■ Task details ■
The output should be exactly the lines from the one containing "Now the man" through the last line of the records, and only those.
|---|
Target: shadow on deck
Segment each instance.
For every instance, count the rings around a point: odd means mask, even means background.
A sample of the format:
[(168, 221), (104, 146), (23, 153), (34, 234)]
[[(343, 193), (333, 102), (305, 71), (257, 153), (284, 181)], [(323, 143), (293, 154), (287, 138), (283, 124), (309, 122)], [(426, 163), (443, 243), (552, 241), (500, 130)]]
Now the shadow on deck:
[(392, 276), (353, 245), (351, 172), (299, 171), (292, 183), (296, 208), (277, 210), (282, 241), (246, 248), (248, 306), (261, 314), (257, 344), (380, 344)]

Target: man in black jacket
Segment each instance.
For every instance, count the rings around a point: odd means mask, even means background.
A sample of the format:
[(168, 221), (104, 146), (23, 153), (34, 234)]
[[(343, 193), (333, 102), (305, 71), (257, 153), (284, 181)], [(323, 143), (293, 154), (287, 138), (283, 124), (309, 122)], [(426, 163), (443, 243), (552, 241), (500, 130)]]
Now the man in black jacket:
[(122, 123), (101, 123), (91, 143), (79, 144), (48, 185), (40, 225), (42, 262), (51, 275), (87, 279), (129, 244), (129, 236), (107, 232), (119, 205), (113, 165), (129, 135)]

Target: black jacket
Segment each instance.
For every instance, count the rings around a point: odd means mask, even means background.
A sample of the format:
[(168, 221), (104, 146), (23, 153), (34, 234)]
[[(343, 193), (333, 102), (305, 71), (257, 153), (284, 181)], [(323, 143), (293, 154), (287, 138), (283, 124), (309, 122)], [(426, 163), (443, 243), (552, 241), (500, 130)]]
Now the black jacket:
|---|
■ Result for this task ■
Now the man in black jacket:
[(122, 123), (101, 123), (91, 143), (79, 144), (48, 185), (40, 225), (42, 262), (51, 275), (87, 279), (129, 244), (129, 236), (107, 232), (119, 205), (113, 165), (129, 135)]

Target: black jacket
Segment each instance.
For every instance, count the rings around a point: odd means mask, even means background.
A sample of the format:
[(168, 221), (104, 146), (23, 153), (34, 234)]
[[(343, 193), (333, 102), (305, 71), (257, 153), (284, 181)], [(323, 143), (293, 154), (287, 138), (283, 124), (309, 122)], [(426, 163), (443, 243), (552, 241), (500, 130)]]
Now the black jacket:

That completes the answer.